>>>>
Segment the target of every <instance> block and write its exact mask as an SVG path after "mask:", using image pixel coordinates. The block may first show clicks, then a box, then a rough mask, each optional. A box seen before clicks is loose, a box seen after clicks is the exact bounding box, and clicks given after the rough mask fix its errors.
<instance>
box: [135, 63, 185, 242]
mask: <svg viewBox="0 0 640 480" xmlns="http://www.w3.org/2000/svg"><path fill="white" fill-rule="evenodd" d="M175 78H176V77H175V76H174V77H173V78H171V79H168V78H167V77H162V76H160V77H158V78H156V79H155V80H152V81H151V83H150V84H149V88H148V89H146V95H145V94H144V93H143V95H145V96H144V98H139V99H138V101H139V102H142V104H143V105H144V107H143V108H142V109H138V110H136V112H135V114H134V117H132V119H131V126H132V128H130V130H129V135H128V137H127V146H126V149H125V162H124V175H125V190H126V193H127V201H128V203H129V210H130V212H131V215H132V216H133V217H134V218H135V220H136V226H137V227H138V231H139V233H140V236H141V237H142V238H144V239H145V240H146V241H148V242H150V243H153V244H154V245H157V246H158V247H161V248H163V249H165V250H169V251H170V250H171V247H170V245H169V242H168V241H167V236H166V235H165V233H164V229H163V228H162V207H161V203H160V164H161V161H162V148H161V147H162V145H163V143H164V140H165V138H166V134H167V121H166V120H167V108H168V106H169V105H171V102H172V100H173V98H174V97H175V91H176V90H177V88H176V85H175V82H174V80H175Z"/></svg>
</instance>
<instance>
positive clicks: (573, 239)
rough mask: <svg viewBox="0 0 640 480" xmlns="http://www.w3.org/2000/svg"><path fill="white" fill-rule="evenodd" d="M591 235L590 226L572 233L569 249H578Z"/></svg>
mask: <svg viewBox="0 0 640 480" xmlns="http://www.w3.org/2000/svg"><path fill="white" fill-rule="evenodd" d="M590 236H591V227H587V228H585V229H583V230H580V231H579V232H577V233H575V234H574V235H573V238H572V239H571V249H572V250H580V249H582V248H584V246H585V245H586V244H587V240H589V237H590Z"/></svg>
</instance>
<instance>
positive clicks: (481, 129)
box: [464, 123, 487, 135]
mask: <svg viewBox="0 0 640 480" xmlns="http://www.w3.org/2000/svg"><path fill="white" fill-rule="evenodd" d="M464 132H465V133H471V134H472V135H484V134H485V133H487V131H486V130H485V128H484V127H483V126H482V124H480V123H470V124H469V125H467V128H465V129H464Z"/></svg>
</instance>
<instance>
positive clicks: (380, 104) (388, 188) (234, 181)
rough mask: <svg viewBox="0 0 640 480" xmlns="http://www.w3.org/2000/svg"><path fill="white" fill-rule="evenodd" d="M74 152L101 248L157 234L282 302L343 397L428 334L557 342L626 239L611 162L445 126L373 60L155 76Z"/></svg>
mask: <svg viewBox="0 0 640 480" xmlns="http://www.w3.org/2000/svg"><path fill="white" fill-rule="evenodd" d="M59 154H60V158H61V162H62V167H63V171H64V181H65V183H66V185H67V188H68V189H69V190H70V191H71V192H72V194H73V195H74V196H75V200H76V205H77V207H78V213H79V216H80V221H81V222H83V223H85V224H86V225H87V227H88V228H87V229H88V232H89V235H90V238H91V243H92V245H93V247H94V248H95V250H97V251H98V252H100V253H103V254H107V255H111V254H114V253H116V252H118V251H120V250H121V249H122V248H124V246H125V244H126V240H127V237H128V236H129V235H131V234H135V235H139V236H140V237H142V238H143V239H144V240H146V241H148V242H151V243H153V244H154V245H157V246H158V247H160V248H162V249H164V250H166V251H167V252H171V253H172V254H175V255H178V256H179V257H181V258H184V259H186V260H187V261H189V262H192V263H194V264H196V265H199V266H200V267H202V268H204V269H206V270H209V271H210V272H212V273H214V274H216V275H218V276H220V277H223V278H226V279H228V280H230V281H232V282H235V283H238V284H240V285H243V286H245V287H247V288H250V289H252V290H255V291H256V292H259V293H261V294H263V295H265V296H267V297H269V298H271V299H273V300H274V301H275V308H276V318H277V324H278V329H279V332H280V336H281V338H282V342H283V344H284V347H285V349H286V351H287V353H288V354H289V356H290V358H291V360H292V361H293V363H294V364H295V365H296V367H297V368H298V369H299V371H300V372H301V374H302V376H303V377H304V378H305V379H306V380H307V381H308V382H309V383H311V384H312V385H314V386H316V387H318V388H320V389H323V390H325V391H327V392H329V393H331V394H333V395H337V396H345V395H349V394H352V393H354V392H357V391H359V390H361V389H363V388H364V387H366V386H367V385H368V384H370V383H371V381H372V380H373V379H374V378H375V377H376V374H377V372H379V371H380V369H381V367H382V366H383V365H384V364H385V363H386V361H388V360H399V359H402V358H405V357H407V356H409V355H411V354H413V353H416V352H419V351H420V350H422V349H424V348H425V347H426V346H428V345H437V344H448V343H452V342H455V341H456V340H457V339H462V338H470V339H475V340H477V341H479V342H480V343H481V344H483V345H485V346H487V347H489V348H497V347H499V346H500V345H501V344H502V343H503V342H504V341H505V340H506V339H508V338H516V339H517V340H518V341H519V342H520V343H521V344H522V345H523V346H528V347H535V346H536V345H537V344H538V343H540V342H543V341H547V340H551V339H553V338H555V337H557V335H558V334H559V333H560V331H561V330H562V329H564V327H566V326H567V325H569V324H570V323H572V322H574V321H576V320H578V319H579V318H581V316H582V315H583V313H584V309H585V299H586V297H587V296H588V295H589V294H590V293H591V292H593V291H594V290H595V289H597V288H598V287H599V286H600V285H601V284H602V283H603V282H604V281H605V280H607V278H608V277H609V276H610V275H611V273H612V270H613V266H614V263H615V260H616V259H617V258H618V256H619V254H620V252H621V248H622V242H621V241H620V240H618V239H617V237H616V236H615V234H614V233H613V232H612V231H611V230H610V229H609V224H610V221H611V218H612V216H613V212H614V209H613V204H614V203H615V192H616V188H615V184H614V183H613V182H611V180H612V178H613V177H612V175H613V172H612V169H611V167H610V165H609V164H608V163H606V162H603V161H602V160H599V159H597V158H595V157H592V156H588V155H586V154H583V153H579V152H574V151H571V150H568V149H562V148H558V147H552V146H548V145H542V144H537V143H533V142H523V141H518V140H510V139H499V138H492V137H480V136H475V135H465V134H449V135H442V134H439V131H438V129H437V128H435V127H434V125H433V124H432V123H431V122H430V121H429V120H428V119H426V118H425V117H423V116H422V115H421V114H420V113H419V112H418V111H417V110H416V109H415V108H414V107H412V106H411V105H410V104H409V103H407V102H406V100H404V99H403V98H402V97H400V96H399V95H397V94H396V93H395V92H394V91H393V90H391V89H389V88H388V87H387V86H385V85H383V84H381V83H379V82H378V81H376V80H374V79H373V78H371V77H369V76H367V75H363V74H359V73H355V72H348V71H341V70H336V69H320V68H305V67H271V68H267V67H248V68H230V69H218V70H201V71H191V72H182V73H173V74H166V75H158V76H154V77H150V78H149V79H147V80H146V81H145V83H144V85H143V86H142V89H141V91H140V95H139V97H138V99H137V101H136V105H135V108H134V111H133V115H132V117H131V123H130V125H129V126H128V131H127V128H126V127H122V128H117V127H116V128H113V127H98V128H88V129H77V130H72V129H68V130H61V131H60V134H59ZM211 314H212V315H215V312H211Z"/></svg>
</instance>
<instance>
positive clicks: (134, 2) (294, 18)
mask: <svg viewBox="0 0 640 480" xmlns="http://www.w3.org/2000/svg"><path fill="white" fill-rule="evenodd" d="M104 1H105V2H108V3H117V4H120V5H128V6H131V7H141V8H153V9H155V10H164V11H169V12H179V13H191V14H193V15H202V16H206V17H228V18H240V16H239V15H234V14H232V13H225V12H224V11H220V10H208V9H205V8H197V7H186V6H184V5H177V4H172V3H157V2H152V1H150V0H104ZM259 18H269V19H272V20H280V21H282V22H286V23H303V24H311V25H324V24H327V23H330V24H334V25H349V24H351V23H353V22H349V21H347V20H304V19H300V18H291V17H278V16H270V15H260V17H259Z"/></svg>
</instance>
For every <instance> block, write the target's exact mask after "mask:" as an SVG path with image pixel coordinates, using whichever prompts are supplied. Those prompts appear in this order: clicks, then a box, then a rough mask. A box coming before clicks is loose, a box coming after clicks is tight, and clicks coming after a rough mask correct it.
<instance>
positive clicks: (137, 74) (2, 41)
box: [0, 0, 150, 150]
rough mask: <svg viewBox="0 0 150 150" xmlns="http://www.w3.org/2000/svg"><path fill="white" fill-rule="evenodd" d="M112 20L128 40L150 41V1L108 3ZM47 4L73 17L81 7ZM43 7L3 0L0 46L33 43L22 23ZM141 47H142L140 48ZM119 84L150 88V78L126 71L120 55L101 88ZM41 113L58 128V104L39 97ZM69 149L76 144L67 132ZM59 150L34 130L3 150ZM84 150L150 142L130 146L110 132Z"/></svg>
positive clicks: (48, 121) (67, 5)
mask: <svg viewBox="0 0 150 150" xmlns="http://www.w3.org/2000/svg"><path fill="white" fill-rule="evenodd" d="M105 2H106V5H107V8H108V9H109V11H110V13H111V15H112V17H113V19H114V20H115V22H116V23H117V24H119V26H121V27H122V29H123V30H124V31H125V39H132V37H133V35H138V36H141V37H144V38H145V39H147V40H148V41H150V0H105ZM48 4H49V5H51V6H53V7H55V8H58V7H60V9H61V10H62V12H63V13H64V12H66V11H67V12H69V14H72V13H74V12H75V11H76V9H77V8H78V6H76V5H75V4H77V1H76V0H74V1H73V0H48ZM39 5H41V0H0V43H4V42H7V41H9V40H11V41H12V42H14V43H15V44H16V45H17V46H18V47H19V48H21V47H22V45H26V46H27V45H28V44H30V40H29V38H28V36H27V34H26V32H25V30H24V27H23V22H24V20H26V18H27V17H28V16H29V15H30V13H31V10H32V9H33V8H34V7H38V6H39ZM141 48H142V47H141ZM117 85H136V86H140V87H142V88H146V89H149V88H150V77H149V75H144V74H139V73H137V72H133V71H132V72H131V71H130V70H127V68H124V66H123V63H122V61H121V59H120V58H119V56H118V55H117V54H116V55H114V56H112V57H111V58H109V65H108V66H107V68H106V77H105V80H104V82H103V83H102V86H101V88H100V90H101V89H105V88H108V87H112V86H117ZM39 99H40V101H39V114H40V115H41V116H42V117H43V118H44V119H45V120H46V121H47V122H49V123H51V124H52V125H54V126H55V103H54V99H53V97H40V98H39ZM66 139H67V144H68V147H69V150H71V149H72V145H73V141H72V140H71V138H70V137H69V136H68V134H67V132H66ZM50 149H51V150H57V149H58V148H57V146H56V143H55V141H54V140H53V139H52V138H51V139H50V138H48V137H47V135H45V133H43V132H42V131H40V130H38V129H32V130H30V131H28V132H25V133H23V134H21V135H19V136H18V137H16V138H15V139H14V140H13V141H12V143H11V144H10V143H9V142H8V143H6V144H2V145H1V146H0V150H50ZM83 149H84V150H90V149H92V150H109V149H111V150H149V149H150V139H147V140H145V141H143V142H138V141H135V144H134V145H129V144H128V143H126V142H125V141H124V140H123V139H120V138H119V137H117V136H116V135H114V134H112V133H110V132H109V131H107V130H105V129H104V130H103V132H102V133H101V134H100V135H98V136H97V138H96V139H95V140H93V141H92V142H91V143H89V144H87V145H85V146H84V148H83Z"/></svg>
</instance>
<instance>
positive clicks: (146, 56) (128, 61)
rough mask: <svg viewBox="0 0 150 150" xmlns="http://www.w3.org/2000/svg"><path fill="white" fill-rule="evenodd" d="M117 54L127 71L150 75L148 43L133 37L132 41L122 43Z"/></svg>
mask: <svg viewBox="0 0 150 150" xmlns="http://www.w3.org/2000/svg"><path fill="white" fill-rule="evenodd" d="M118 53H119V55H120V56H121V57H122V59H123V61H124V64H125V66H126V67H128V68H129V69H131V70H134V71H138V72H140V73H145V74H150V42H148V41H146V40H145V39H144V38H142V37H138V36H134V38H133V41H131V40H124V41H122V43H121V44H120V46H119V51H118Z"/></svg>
<<<<
* YOUR TASK *
Copy the lines word for word, starting at the line containing "20L128 40L150 41V1L108" and ending at the line containing "positive clicks: (48, 121) (67, 5)", with both of those lines included.

* ANSWER BOX *
rough mask: <svg viewBox="0 0 150 150" xmlns="http://www.w3.org/2000/svg"><path fill="white" fill-rule="evenodd" d="M112 20L128 40L150 41V1L108 3ZM47 4L73 17L81 7ZM43 7L3 0L0 46L33 43L22 23ZM141 47H142L140 48ZM119 84L150 88V78L126 71L120 55L101 88ZM41 113L58 128V104L39 97ZM69 149L76 144L67 132ZM59 150L34 130L3 150ZM84 150L150 142L130 146L110 132Z"/></svg>
positive clicks: (48, 121) (67, 5)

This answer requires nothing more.